**The problem**
Copy the data word for word, from the line with "Could you point to the people" up to and including the final line.
────────────────────────────────────────
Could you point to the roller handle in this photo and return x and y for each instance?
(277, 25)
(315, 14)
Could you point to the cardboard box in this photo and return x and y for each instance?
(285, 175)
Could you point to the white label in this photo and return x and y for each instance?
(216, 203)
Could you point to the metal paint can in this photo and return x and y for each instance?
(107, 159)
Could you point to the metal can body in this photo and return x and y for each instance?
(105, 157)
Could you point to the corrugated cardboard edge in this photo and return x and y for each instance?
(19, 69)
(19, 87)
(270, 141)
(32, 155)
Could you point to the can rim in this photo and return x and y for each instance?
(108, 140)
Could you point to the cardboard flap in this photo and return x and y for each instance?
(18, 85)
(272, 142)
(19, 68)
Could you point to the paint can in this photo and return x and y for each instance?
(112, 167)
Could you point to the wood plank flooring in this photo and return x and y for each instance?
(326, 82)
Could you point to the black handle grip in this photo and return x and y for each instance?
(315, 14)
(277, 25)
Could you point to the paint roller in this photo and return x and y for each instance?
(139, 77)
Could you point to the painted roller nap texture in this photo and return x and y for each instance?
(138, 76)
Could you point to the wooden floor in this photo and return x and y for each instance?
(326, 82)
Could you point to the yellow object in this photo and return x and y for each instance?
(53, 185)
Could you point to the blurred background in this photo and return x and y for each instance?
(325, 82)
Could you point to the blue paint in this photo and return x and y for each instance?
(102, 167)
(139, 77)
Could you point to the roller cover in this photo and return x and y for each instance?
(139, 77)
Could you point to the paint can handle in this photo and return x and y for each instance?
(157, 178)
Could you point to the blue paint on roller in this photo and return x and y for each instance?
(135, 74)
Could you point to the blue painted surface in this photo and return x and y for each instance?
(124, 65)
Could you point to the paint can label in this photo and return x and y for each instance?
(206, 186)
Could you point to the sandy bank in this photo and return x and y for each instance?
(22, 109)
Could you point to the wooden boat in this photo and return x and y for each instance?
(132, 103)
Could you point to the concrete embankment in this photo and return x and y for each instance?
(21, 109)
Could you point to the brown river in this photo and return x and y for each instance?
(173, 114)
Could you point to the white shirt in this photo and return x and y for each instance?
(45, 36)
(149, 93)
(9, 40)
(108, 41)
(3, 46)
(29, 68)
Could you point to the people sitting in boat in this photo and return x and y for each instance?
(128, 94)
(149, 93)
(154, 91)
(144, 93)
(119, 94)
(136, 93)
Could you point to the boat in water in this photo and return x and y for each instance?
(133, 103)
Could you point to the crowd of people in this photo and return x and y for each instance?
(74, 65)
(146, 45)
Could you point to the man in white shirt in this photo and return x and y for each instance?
────────────────────────────────────────
**Correct response**
Could you point to the people sitting in boat in this photo and return x and y for each instance?
(128, 94)
(149, 93)
(154, 91)
(144, 93)
(119, 94)
(136, 93)
Could you point to the boat in water in this photo and return x and y for each instance?
(133, 103)
Could you point to the crowd of people in this photo and return x and y for each instance?
(74, 65)
(146, 45)
Could you point to the man in white shirt in this photo and return x and y for each instance?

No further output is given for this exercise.